◆ **EXERCISE INSTRUCTIONS**
Convert the records from the line containing "of the snow-capped" through the line containing "pixel 423 122", both included, into a JSON list of strings with one string per line and no blank lines.

◆ **DATA TO USE**
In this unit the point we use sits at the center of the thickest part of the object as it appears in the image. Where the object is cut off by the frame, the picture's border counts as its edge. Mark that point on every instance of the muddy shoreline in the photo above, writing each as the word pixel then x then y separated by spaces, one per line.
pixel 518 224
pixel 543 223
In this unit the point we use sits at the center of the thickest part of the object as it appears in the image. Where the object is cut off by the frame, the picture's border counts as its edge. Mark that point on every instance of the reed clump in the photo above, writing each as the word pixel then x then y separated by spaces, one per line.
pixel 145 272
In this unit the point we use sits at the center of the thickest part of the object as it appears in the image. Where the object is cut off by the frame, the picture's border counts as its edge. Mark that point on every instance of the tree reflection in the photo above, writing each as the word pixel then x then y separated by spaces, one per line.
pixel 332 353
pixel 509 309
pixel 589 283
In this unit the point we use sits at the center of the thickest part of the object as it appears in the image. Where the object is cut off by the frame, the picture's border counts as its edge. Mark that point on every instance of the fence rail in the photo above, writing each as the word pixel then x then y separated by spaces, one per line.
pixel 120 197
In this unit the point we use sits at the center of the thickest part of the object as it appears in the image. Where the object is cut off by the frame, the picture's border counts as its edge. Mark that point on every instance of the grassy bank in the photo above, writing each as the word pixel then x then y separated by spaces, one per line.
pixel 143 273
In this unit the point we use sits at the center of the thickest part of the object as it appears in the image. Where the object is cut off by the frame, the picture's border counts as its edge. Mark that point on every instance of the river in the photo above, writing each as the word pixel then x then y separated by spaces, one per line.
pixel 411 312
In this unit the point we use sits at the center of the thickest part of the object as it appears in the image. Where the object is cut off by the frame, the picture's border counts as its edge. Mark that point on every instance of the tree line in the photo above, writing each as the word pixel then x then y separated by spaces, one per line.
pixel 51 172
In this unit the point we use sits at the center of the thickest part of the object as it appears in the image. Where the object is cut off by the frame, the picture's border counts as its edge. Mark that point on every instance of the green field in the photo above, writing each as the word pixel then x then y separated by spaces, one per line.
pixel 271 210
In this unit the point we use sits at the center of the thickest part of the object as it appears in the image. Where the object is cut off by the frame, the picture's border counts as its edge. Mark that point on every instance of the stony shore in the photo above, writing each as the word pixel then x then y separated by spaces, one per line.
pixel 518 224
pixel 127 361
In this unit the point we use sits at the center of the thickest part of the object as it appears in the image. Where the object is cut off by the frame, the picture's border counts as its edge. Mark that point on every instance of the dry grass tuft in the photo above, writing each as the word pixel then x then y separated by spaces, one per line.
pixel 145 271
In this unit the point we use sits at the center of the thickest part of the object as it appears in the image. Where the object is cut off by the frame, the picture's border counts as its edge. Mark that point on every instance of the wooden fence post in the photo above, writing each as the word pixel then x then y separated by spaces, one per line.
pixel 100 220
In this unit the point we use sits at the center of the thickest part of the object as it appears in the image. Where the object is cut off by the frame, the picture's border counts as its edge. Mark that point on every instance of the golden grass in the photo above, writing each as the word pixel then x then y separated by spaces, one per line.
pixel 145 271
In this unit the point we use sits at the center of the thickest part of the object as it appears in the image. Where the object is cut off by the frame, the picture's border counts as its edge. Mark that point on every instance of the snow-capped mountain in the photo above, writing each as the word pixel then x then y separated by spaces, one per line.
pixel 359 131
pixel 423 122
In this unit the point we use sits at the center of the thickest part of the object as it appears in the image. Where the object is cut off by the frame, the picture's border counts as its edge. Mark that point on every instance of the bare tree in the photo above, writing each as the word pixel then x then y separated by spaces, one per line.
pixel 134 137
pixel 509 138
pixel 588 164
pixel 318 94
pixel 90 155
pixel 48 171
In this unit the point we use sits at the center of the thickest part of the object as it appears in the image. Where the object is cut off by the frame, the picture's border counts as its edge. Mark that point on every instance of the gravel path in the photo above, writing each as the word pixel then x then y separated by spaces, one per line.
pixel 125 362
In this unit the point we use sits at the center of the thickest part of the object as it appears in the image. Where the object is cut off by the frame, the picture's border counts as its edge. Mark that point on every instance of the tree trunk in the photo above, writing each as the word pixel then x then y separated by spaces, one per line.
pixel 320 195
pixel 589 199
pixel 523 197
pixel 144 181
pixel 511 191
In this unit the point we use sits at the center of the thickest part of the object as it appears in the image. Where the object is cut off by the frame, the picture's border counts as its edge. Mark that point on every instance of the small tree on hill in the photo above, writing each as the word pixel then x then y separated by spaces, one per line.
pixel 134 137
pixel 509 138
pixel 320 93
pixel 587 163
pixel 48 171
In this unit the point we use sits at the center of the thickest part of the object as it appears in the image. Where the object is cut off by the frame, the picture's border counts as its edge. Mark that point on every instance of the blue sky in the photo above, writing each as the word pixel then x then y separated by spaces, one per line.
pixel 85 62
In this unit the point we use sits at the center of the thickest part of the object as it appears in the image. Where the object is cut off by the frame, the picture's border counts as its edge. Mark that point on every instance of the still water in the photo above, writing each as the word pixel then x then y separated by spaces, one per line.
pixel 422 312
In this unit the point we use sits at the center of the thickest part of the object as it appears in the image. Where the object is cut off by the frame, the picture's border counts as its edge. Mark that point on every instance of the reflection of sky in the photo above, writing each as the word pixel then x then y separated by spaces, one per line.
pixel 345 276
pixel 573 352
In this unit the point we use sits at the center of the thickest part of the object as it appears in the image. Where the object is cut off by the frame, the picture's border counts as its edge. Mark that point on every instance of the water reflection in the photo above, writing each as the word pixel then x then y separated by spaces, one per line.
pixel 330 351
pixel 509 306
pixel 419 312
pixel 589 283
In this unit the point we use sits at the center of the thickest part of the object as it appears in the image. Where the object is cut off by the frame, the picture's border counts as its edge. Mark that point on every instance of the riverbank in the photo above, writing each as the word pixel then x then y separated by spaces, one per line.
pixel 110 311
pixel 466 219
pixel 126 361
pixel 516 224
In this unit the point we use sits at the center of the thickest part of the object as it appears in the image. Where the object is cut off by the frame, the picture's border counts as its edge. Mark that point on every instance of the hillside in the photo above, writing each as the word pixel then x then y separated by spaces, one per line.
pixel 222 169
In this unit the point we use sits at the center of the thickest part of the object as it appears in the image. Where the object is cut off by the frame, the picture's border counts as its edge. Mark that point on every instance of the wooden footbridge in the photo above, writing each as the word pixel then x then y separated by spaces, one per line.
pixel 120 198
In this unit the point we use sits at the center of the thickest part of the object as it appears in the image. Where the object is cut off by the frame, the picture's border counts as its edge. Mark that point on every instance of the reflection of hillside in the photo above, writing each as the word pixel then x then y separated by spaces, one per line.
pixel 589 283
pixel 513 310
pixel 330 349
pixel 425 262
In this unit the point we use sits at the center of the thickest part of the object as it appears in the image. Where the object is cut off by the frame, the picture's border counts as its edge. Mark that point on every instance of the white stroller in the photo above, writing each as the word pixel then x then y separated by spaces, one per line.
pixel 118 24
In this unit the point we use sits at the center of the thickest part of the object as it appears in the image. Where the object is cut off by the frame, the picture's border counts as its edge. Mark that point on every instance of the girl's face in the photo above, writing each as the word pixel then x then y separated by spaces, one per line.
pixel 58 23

◆ **WORKED ANSWER**
[
  "In this unit the point we use sits at the center of the thickest part of the object as it appears in the image. Where the object is cut off by the frame, the picture's border counts as its edge. Mark that point on every instance of the snow-capped mountain in the photo above, writing each as the word pixel then x then y separated by spaces, one per line.",
  "pixel 359 131",
  "pixel 423 122"
]